Data records
____

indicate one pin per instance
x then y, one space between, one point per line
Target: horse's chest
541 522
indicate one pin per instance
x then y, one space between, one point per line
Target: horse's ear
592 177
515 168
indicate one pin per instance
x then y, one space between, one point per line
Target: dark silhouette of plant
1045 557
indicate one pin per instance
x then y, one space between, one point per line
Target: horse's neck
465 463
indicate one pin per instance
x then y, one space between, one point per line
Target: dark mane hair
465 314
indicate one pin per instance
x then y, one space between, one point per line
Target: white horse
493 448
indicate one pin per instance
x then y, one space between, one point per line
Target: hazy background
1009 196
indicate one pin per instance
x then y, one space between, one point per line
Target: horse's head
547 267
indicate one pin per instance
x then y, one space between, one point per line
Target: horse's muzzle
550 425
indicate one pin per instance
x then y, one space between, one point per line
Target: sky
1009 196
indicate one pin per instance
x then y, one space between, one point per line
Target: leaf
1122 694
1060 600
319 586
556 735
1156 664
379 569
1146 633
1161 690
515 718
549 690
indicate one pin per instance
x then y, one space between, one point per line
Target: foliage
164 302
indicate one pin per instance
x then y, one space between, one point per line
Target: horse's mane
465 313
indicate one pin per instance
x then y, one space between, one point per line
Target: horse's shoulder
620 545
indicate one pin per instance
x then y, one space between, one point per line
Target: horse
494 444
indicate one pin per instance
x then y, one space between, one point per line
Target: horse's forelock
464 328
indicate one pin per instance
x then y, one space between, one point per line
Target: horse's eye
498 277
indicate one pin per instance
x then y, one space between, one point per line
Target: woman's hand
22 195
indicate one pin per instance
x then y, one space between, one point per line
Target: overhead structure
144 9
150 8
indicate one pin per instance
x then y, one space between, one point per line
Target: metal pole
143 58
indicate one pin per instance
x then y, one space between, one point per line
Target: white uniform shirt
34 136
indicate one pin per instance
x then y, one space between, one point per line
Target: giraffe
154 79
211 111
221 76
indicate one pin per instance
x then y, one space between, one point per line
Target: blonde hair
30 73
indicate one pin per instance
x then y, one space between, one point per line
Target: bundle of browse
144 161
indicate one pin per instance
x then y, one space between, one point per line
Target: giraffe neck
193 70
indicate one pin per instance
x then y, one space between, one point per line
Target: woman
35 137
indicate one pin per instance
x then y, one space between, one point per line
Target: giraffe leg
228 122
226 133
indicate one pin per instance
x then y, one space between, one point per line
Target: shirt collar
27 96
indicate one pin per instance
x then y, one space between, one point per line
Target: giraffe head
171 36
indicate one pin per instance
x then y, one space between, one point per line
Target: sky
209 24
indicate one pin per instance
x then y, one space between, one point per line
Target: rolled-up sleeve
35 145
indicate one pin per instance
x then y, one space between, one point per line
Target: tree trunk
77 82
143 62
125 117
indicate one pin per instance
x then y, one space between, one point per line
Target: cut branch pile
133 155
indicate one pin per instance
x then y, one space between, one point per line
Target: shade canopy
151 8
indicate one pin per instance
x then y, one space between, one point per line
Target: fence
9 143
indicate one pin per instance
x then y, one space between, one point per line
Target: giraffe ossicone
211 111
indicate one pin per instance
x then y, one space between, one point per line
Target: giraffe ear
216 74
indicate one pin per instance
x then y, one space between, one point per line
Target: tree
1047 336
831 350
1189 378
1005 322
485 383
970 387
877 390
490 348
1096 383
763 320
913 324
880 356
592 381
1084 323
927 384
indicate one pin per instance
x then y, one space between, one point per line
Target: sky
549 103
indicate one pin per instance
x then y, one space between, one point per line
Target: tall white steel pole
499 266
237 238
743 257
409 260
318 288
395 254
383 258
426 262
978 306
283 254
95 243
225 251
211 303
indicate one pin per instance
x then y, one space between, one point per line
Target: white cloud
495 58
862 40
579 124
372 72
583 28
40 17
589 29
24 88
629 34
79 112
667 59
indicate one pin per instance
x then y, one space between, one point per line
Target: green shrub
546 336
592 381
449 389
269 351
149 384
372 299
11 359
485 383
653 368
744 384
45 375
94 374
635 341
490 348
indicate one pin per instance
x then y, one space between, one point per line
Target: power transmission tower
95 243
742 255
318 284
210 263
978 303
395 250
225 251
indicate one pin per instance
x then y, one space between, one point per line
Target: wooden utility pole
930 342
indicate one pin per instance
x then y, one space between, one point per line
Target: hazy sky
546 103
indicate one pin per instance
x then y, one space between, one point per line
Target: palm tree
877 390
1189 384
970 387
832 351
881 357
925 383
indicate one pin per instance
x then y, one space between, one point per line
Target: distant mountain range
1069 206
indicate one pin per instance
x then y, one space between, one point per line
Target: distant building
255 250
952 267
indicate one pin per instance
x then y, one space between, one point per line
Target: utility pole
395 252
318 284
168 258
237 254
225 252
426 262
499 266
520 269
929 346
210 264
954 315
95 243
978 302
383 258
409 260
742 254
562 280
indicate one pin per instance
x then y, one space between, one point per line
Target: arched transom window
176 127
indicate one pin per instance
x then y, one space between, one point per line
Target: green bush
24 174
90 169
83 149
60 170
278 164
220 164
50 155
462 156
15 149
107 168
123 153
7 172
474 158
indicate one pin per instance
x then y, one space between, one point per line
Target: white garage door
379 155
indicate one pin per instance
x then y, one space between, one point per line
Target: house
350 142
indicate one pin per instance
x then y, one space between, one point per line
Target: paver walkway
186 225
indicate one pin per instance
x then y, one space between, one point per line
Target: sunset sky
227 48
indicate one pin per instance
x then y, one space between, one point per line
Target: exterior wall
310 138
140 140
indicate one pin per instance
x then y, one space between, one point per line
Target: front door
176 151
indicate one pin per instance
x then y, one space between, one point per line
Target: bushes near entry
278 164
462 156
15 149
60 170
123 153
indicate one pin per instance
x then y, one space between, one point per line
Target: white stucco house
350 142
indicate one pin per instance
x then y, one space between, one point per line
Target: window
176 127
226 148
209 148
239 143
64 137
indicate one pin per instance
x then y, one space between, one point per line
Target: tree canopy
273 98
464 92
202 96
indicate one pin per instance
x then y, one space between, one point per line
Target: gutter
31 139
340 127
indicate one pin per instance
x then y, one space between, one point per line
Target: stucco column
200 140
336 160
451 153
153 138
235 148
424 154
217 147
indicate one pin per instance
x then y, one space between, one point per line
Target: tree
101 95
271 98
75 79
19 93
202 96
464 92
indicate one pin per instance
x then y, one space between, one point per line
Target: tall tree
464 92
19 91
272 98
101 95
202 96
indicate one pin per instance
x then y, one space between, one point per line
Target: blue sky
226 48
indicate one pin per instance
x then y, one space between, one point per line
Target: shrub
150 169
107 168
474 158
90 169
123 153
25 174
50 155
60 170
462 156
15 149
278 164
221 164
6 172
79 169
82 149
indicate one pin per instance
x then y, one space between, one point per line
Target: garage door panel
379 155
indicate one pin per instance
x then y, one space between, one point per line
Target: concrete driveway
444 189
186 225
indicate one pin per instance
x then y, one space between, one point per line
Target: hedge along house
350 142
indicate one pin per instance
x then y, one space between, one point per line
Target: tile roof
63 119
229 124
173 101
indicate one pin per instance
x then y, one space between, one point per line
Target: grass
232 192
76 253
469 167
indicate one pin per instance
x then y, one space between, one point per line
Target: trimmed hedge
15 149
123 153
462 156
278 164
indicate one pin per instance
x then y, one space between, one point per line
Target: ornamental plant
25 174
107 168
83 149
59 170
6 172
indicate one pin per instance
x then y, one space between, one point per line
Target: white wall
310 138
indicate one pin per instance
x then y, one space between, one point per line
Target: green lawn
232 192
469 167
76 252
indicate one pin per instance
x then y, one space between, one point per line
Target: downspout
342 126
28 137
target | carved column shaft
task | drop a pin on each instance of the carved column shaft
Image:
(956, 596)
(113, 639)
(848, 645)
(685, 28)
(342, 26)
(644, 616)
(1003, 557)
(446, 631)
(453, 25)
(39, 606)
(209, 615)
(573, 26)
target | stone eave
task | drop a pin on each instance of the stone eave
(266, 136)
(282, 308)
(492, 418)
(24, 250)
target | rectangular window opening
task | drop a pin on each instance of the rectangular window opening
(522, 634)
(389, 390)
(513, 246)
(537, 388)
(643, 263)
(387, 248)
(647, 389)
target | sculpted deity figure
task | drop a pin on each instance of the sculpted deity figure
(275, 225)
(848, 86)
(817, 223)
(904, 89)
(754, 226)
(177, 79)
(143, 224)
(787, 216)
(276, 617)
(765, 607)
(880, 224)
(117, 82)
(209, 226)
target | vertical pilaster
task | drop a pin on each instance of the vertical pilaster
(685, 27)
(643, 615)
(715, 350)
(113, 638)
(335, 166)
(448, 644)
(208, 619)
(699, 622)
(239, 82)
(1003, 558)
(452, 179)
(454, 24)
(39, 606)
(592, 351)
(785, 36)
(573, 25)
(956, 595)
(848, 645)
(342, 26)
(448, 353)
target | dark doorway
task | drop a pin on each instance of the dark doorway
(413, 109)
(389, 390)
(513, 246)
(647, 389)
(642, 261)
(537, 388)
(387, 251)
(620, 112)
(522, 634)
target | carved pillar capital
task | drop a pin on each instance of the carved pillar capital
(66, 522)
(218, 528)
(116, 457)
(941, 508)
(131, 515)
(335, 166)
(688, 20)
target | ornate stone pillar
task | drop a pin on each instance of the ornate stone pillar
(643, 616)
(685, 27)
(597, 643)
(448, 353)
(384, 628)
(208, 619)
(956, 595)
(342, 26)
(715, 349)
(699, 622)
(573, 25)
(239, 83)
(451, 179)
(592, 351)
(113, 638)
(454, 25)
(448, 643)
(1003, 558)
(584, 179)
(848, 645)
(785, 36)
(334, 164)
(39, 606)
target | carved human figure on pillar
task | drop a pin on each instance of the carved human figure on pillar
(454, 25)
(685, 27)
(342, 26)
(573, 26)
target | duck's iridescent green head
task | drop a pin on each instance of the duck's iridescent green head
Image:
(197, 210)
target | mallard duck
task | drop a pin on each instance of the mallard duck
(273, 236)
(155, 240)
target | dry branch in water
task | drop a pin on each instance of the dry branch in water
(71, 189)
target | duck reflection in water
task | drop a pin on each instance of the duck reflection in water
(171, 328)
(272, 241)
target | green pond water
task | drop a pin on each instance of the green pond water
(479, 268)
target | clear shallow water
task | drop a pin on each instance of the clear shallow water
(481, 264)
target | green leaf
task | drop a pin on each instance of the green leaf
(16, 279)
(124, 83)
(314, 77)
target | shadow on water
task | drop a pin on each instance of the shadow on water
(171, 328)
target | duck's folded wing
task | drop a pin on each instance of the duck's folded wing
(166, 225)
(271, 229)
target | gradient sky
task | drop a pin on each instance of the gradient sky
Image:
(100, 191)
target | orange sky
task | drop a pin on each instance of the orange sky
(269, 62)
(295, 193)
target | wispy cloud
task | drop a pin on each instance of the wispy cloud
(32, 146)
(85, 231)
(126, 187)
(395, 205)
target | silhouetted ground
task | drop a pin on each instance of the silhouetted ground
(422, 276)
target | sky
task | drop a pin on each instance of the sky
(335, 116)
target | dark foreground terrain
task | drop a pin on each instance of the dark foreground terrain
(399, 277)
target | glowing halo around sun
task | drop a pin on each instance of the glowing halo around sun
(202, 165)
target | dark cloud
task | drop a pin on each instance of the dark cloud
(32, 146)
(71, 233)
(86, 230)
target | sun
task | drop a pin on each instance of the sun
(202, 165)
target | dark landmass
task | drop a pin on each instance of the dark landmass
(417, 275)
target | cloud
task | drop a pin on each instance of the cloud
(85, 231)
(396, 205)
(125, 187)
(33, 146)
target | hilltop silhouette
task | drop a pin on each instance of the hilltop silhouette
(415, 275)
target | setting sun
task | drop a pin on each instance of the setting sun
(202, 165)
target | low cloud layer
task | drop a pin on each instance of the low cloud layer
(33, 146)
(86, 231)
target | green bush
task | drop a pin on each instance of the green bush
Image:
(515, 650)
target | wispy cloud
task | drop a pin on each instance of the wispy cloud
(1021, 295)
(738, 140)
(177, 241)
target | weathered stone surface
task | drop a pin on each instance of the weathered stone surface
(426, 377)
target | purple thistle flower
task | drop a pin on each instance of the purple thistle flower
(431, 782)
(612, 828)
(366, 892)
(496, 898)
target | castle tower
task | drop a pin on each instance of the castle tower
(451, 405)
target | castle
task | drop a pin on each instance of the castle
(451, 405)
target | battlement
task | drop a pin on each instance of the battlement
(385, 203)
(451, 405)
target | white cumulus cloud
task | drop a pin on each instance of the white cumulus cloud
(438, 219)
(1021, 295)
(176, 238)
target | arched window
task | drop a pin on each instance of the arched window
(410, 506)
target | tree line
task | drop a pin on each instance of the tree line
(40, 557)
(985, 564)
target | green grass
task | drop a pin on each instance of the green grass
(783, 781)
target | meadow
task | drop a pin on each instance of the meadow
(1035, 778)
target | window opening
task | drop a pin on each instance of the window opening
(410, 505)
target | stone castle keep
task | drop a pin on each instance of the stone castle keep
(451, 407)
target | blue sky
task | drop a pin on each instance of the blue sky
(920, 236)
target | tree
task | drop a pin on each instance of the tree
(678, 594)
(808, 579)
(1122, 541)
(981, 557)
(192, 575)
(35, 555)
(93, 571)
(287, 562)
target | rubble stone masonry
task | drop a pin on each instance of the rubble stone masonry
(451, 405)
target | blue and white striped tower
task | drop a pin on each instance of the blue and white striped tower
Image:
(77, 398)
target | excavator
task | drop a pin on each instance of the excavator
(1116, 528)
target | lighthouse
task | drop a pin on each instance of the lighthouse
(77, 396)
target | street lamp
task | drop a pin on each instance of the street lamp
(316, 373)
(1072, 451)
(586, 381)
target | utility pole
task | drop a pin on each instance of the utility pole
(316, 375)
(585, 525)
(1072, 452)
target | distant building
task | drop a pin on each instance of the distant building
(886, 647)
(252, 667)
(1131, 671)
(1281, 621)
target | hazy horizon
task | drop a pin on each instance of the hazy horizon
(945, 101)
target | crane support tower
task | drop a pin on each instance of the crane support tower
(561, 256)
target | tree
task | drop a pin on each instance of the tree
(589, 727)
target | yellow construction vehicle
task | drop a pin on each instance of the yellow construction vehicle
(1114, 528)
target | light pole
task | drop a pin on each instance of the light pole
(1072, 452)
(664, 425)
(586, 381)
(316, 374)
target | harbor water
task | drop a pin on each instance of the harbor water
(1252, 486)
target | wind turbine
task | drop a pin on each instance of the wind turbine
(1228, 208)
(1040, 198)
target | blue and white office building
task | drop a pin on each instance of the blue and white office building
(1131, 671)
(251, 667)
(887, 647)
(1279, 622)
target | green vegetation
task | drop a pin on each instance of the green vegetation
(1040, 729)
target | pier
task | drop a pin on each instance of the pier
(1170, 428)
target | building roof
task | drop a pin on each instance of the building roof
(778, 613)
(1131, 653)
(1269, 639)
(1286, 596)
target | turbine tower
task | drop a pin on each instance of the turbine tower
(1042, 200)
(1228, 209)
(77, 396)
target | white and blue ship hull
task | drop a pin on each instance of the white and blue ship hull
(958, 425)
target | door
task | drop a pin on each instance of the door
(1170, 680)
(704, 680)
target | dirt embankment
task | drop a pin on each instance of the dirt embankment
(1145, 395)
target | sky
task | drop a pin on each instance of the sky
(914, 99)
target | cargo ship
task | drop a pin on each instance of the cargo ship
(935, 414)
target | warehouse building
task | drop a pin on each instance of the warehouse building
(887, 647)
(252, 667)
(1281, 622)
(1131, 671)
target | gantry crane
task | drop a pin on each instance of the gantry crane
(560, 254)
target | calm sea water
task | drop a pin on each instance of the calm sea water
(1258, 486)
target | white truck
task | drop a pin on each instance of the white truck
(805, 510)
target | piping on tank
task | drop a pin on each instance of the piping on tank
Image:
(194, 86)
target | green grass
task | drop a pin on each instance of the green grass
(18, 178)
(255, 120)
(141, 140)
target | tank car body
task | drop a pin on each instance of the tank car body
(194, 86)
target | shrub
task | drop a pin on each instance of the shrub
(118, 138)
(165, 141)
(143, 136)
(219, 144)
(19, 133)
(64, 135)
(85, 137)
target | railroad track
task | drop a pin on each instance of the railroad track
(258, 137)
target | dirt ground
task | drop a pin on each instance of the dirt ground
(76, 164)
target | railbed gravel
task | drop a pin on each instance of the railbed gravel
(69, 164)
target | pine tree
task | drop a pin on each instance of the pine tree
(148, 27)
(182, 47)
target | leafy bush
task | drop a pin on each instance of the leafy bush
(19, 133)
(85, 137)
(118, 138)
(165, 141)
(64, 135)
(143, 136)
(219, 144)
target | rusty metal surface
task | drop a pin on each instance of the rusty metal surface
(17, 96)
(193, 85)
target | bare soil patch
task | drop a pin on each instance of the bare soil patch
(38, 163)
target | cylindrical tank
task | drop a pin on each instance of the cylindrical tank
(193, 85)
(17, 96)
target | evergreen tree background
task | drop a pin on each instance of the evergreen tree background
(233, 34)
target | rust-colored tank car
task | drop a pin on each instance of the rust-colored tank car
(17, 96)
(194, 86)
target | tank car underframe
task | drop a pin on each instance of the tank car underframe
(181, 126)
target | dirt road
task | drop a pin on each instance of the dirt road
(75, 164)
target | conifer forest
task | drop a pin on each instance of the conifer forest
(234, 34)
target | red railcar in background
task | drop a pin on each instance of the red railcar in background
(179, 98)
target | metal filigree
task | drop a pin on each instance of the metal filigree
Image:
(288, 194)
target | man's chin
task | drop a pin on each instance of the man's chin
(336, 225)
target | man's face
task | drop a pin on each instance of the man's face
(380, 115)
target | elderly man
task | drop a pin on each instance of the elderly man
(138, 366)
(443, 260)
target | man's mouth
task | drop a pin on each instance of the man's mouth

____

For the lines above, output exactly those from the line containing "the stone eave" through the line containing "target | ornate stone pillar", and skip the others.

task | drop a pin on each instance of the stone eave
(266, 136)
(282, 308)
(492, 418)
(24, 250)
target | rectangular window opening
task | drop a pin on each instance of the rectangular window opening
(522, 634)
(389, 390)
(513, 246)
(537, 388)
(643, 263)
(387, 248)
(647, 389)
target | sculpted deity figure
task | drop a pin on each instance of the sculpted deity figure
(275, 225)
(848, 86)
(817, 223)
(904, 89)
(754, 226)
(177, 79)
(143, 224)
(787, 216)
(276, 617)
(765, 607)
(880, 224)
(117, 82)
(209, 226)
target | vertical pilaster
task | drop a pin on each instance of the vertical pilaster
(685, 27)
(643, 615)
(715, 350)
(113, 638)
(335, 166)
(448, 644)
(208, 619)
(699, 622)
(239, 82)
(1003, 558)
(452, 179)
(454, 24)
(39, 606)
(592, 351)
(785, 36)
(573, 25)
(956, 595)
(848, 645)
(342, 26)
(448, 353)
target | dark doorway
task | drop a pin on each instance of the dark doorway
(413, 109)
(389, 390)
(513, 246)
(647, 389)
(642, 261)
(537, 388)
(387, 251)
(620, 112)
(522, 634)
target | carved pillar capital
task | drop a pin on each instance of the carved pillar capital
(66, 522)
(218, 528)
(116, 457)
(941, 508)
(131, 515)
(335, 166)
(688, 20)
target | ornate stone pillar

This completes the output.